Document segment:
Isn’t this also the library system where a significant amount of the staff was up in arms over poor security in dangerous branches (which led to the director calling them simply racist) and some financial discrepencies as well?
a little of both
I live not far from the area and have good second-hand sources, for what they’re worth.
I hear that Ms. Blalock was a true believer about openness and respecting patrons rights to be left alone and so forth. Her view was a little naive and rosy given what sort of town Hartford can be. It’s rough. There are a lot of drug users, homeless, mentally ill and just plain bad news folks there. It seems that she favored openness over security and may have hurt a lot of patrons and the library system in the process.
But, there was a culture at HPL of calcified civil servant, do-this-job-10-years-after-I’m-dead, classic “I don’t want to walk aaallllll the way over therrrrre” kind of librarians. And some were not nice to patrons whose only crimes were accents, dark skin, different cultures, etc.
Combine. Rise. Repeat.
Behavior — not class or content — matters
>There are a lot of drug users, homeless, mentally ill and
>just plain bad news folks there.
Yes, and? Are these folks not entitled to library services? I’m not sure who “bad news folks” are, but they also fall under the protections of the Constitution.
If someone, anyone, exhibits dangerous or belligerent behavior, then take action against that specific behavior. There are already laws covering “obscenity.” Pornography is not necessarily obscene. And the viewing of it — the viewing of any information, I might add — is not monitored by librarians. Pornography is legal. Obscene materials are illegal. Librarians are not lawyers, nor are they in the business of determining the legality of information.
So, address specific behavior, not classes of people or the legal content of what they might be viewing.
Hey, cut it out
That was what I was going to say.
It is a public library, not a minty fresh white suburbanite library. Bums, crazy people, the stinky, and drug addicts like to read too.
If somebody does something illegal call the cops. If someone stinks see if you can’t help them find a shower if you are so inclined. Otherwise leave people alone to use the library.
We have more than enough laws to combat our real problems, use them we paid good money for them.
Behavior, yes
The stories indicated, however, that bad behavior was not being addressed. Separate from whether the patrons smelled or whether they were viewing porn. Actually, it turns out there are no official behavior rules at this library at all.
We can’t post links anymore but it turns out I was remembering a June 15 Library Journal article, which is easy enough to google up.

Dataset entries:
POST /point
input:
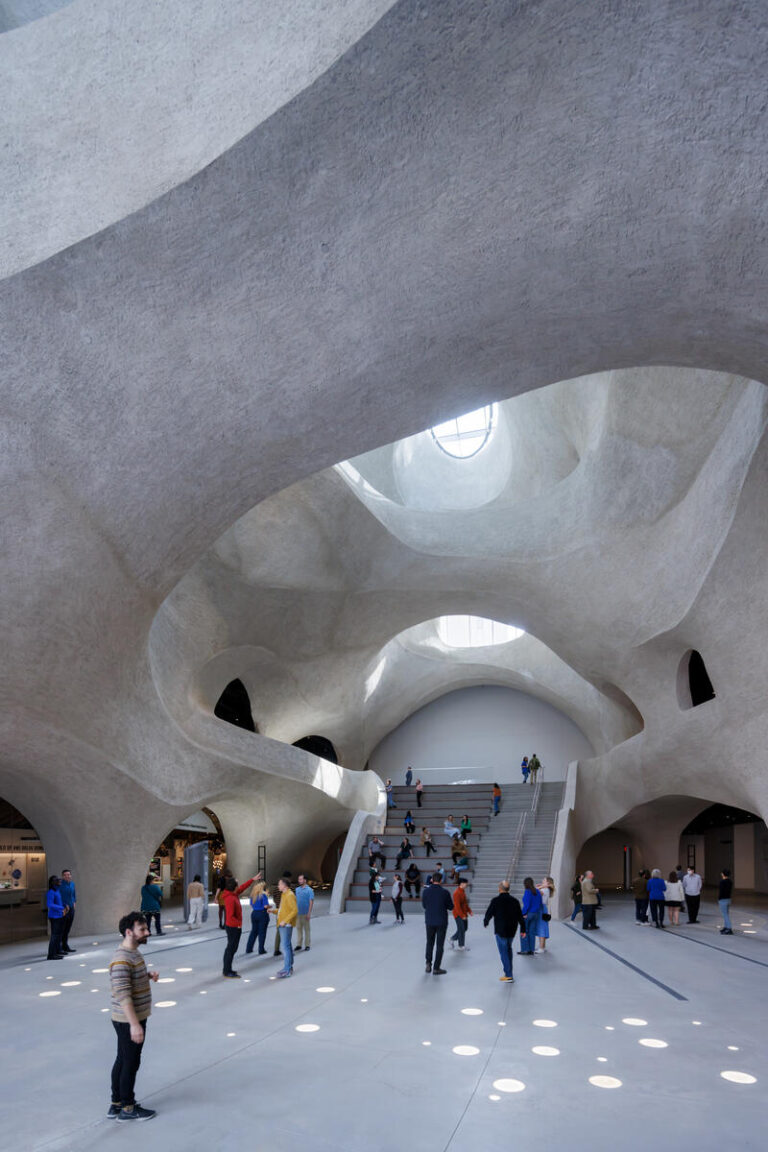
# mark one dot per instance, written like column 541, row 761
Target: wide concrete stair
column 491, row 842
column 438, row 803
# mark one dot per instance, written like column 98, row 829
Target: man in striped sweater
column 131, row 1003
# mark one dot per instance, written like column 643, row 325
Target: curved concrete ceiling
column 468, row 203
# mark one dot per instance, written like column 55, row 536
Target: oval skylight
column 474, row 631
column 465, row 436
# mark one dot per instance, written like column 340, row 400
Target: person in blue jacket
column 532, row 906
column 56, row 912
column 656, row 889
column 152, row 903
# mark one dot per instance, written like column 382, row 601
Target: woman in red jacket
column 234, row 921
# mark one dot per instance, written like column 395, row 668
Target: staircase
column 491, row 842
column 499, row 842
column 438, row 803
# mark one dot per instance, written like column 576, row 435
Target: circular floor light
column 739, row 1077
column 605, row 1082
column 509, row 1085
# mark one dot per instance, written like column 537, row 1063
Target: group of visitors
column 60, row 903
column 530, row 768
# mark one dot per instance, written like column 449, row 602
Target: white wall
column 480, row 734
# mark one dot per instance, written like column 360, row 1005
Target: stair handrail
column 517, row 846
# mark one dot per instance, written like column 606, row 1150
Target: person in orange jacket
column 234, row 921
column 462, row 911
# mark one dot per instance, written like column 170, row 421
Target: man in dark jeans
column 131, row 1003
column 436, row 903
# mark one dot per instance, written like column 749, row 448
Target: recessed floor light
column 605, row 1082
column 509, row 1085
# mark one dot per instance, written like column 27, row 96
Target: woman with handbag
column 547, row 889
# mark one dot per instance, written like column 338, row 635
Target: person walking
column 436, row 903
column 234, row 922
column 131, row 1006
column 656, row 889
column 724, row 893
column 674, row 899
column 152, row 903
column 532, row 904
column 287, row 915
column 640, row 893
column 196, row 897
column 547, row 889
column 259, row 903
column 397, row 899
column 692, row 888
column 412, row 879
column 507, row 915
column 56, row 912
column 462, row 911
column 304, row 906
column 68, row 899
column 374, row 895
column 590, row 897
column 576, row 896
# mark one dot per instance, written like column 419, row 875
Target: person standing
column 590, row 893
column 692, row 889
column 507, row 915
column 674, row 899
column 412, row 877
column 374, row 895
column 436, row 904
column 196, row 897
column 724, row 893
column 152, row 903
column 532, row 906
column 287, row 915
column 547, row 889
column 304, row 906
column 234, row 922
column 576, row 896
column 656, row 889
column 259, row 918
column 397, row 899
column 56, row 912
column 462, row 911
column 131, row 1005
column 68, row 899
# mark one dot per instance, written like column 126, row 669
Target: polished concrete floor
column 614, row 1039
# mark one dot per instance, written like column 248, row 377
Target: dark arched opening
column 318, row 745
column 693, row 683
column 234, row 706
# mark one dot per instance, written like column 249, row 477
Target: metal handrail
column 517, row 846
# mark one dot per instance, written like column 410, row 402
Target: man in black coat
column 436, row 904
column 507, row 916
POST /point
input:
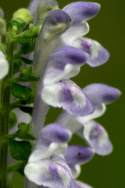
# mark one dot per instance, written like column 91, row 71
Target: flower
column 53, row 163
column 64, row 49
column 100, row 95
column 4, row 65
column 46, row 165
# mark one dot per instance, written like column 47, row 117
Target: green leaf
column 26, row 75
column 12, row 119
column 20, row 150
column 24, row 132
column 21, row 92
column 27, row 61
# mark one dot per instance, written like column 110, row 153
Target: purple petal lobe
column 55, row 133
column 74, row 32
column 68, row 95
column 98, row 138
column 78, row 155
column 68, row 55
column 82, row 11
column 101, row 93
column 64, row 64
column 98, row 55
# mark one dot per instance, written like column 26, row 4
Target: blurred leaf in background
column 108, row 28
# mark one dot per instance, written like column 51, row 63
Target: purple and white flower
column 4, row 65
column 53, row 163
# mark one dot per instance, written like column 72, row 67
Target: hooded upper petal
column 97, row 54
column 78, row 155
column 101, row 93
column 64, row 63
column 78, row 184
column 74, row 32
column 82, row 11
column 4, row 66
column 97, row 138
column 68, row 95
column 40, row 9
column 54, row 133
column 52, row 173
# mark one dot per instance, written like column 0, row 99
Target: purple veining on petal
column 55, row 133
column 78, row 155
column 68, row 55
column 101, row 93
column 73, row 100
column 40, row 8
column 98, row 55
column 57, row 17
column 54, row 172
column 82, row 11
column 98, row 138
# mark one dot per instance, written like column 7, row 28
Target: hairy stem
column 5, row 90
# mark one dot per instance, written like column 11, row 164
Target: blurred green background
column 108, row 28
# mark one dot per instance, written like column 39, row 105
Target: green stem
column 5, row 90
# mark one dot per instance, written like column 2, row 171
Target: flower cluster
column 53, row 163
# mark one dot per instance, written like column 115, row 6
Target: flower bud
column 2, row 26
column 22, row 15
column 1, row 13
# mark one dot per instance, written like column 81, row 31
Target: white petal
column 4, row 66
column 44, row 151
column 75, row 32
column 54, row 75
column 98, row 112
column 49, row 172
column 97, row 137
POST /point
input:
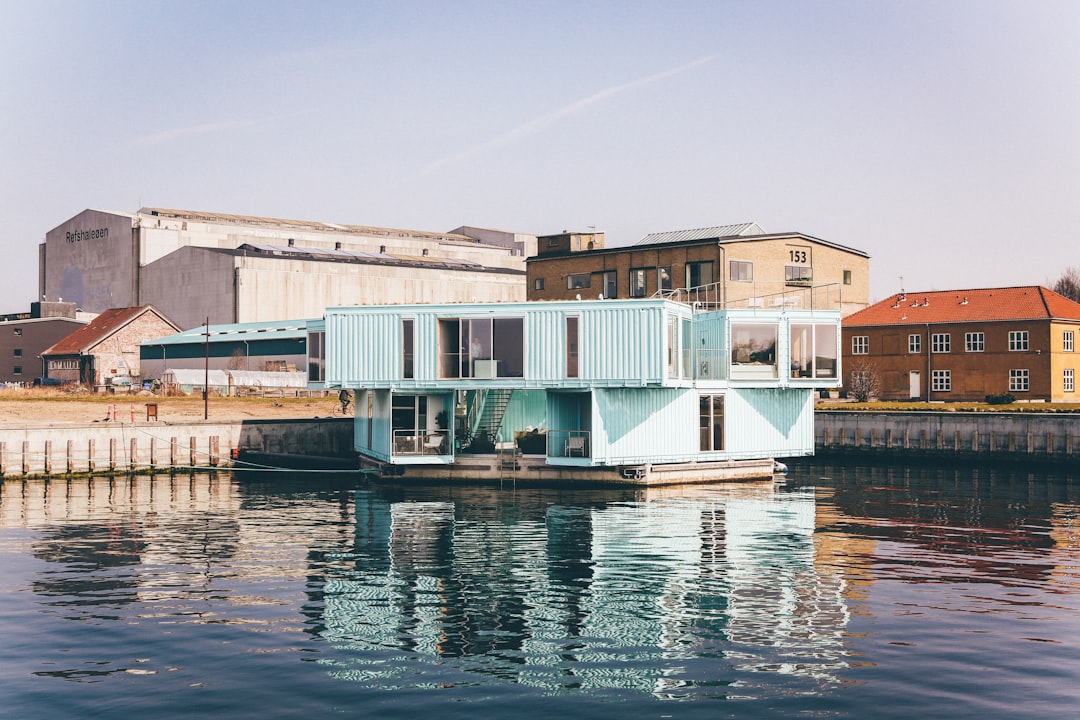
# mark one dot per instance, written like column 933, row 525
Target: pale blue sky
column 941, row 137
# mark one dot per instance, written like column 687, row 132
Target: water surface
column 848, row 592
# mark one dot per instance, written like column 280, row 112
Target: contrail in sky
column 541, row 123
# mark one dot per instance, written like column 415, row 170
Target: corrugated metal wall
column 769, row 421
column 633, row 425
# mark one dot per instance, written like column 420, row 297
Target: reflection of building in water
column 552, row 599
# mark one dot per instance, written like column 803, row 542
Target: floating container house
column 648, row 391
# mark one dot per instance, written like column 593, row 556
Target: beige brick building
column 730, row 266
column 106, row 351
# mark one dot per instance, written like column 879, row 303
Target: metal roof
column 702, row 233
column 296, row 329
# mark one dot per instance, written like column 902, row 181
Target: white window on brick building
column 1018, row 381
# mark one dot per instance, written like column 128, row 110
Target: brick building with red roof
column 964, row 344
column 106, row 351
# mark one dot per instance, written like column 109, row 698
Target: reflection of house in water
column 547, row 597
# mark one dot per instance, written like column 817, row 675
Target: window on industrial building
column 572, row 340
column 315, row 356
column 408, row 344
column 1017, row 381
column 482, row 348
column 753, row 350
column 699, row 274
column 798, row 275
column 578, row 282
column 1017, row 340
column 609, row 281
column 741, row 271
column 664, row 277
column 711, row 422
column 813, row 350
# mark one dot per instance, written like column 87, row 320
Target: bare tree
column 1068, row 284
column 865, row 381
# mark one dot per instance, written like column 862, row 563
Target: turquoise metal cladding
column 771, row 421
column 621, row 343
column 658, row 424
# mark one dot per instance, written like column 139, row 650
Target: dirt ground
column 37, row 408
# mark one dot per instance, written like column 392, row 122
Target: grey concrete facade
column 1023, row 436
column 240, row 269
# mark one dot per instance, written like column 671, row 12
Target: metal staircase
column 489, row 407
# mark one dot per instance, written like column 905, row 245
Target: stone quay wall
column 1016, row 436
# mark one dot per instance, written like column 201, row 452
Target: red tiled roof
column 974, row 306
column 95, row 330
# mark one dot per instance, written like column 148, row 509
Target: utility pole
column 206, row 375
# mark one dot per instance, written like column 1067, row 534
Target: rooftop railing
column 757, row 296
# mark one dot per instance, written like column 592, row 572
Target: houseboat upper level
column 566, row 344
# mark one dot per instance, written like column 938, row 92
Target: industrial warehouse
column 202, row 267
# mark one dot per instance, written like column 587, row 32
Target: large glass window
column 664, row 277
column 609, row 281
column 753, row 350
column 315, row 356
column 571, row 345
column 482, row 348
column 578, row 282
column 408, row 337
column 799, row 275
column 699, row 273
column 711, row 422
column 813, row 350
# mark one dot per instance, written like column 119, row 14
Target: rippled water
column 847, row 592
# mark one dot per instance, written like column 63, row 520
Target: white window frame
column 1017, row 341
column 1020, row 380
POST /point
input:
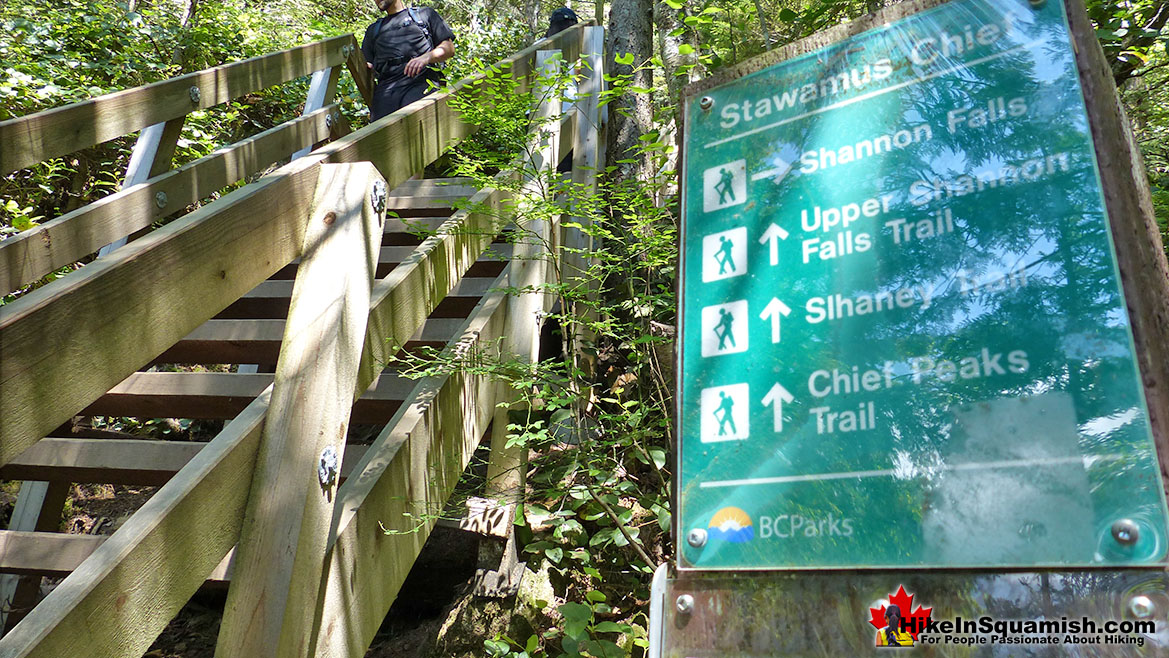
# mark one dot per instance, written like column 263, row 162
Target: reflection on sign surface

Exercise instructions:
a) In the discussion of the Hartford library, which groups of people does one comment say "like to read too"?
b) Can you pick up the discussion of the Hartford library after its last sentence and carry it on?

Task-by-task results:
a)
- Bums
- Crazy people
- The stinky
- Drug addicts

b)
First paragraph : The central library of the Hartford Public Library (HPL), CT, according to a long May 18 article in the Hartford Courant, is “A Study in Bad Behavior.” The newspaper, drawing on the accounts of union leaders and internal documents, suggests that the library, lacking a policy on handling behavior problems, has been lax in responding to concerns about patron drinking and sexual activity, that staffers feel unsafe, and that the absence of a security system enables theft of materials.
The link to the Courant article still works too.
clarify
It wasn’t the presence so much. Actually I think some of the staff were fairly rude toward the folks were just weird, poor, a little mentally ill, etc. and just wanted some help or a place to sit and read or use a computer.
The problem is that if someone is mentally ill enough they are, almost by definition, a problem patron. They act out, make noise, scare people, get belligerent and so forth. Same thing with drunks and heroin addicts. Ever see a junkie with good manners, one who doesn’t fall asleep on the floor with his pants down? Me either.
The problems some of these patrons have, by virtue of the groups they are in, are so severe and constant they can’t act right most of the time. Drugs and unmedicated schizophrenia will do that.
I’m not sure who “bad news folks” are, but they also fall under the protections of the Constitution.
Bad folks are the ones who want to break a few of your patrons ribs for their wallet or masturbate at one of the computers. Their constitutional rights have nothing to do with their conduct in the library, nor does it give them license to scare off other patrons.
I will never filter my internet and I will never take down or get rid of a “bad” book. Nor will I ever allow some poor sod to act the fool and scare or hurt people.
That person will be using the “outside the front door pavement branch” for their services.
Behavior, again
Chuck says, “The problem is that if someone is mentally ill enough they are, almost by definition, a problem patron.”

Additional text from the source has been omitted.